- Required action -
Give each entry back by retyping it exactly as written.

- Data records -
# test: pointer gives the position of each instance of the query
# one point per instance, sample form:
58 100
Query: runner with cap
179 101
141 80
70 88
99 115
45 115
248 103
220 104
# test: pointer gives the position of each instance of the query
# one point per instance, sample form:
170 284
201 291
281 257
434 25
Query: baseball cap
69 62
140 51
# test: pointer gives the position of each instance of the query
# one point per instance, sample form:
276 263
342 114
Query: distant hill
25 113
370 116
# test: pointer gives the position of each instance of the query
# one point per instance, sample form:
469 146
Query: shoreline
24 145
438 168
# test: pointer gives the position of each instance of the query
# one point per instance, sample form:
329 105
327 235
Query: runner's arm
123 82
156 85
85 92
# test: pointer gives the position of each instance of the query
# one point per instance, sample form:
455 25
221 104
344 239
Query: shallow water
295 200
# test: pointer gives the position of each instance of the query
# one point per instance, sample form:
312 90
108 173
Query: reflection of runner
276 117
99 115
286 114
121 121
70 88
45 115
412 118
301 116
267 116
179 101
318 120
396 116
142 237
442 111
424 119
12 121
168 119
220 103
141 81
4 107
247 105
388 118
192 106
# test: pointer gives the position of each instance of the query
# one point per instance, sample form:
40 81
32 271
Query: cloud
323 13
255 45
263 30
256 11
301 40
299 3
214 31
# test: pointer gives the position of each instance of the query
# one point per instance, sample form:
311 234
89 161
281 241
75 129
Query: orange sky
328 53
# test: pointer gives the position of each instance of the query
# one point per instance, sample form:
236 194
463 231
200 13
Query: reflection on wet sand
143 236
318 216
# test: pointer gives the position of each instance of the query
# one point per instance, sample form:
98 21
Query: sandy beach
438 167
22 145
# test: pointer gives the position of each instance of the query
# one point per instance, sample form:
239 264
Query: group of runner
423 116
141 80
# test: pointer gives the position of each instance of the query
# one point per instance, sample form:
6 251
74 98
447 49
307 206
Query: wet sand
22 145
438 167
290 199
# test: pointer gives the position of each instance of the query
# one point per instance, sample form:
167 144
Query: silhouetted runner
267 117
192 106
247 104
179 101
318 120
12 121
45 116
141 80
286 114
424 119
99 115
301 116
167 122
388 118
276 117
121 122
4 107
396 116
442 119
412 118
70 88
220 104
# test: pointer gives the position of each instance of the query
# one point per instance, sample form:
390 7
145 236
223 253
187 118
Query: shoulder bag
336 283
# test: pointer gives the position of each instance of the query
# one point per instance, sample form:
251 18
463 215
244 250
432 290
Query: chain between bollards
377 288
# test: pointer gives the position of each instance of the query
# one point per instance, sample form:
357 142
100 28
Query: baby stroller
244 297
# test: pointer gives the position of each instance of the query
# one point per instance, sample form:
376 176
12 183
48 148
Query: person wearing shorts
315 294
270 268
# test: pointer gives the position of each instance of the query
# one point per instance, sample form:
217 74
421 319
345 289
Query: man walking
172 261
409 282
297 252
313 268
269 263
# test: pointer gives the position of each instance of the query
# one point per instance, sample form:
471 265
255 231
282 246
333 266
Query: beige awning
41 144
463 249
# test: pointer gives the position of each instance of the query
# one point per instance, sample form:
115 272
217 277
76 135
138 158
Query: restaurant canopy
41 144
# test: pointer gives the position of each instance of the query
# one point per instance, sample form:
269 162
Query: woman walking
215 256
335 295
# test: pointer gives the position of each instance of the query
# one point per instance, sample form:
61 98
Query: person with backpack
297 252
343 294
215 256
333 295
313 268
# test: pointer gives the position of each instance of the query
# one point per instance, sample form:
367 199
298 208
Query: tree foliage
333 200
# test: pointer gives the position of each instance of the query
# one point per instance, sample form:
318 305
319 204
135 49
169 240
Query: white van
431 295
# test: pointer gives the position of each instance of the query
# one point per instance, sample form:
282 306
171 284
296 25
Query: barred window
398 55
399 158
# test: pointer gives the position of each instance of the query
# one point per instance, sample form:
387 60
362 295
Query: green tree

- Exercise response -
# test: pointer gives the position of each instance of the query
# one point per instance, sample form:
58 100
Query: runner with cap
179 101
141 80
70 88
99 115
45 115
248 103
220 104
# test: pointer gives the position of each instance of the query
# one point per instance, sample form:
170 284
201 291
281 257
434 25
Query: baseball cap
69 62
140 51
# test: pointer gives the position of each instance of the query
# one point per instance, sample form:
276 263
342 114
Query: distant hill
25 113
370 116
# test: pointer gives the position of each instance of the query
# one point per instance, sample form:
469 146
Query: shoreline
24 145
438 168
# test: pointer gives the position of each instance of the query
# one point per instance, sample form:
329 105
327 235
Query: runner's arm
123 82
156 85
85 92
# test: pointer gives the position of each instance of the query
# one point per instance, sample form:
455 25
221 104
344 239
Query: shallow water
295 200
# test: pointer gives the position of each instance of the query
# one point per instance, sample form:
312 90
108 173
Query: reflection of runner
276 117
99 115
286 114
121 121
70 88
45 115
412 118
301 116
267 116
179 101
318 120
396 116
142 237
442 111
424 119
12 121
168 119
220 103
141 81
4 107
247 105
388 118
192 106
# test: pointer gives the position of each instance of the query
# one point per instance, sample form:
40 81
32 271
Query: cloud
323 13
255 45
263 30
256 11
301 40
299 3
214 31
# test: pointer gives the position of each instance of the query
# one point per instance, sample form:
311 234
89 161
281 241
75 129
Query: orange sky
328 53
# test: pointer gives the position of each instance of the query
# one point per instance, sample form:
236 194
463 231
200 13
Query: reflection on wet sand
143 236
318 216
# test: pointer gives the position of each instance of the query
# one point per instance, sample form:
98 21
Query: sandy beach
438 167
22 145
# test: pointer gives the position of each instance of the query
# one point per instance, sample form:
239 264
Query: group of runner
423 116
141 80
# test: pointer gives the position of each instance of the query
# one point per instance, sample form:
6 251
74 98
447 49
307 206
Query: wet sand
22 145
438 167
290 199
# test: pointer gives the position of each instance of the query
# one point per instance, sample form:
167 144
Query: silhouetted runner
267 117
192 106
247 104
179 101
318 120
12 121
45 116
141 80
286 114
424 119
99 115
301 116
167 122
388 118
276 117
121 122
4 107
396 116
442 119
412 118
70 88
220 104
# test: pointer gives the position of each instance of the query
# one point per instance, sample form:
390 7
145 236
223 253
187 118
Query: shoulder bag
336 283
# test: pointer gives the position of each instance of the query
# one point per instance, sample form:
251 18
463 215
244 250
432 290
Query: chain between bollards
377 288
# test: pointer gives the position of each instance of the query
# one point per instance, sample form:
357 142
100 28
Query: baby stroller
244 297
# test: pointer gives the position of each instance of the query
# one point per instance, sample form:
376 176
12 183
48 148
Query: person wearing shorts
315 294
270 268
# test: pointer gives the position of each instance of the query
# one point per instance, sample form:
217 74
421 319
345 289
Query: man walking
172 261
409 282
297 252
313 268
269 263
# test: pointer gives the position of each instance of the query
# one point per instance, sample form:
471 265
255 231
282 246
333 266
Query: beige awning
41 144
463 249
# test: pointer gives the position of each instance of the query
# one point per instance, sample form:
115 272
217 277
76 135
138 158
Query: restaurant canopy
41 144
# test: pointer gives the position of each instance of the query
# one point per instance, sample form:
269 162
Query: woman walking
215 256
335 295
# test: pointer gives the position of each instance of the query
# one point per instance, sample form:
61 98
Query: person with backpack
297 252
343 294
215 256
333 295
313 268
# test: pointer gives the position of each instance of the query
# one point per instance, sample form:
367 199
298 208
Query: tree foliage
333 200
# test: pointer gives the position of each instance of the query
# one point per instance, sample form:
318 305
319 204
135 49
169 240
Query: white van
431 295
# test: pointer gives the position of each instance of the query
# one point per instance, sample form:
282 306
171 284
296 25
Query: barred window
398 55
399 158
# test: pointer gives the position of each instance of the query
# one point per instance, sample form:
387 60
362 295
Query: green tree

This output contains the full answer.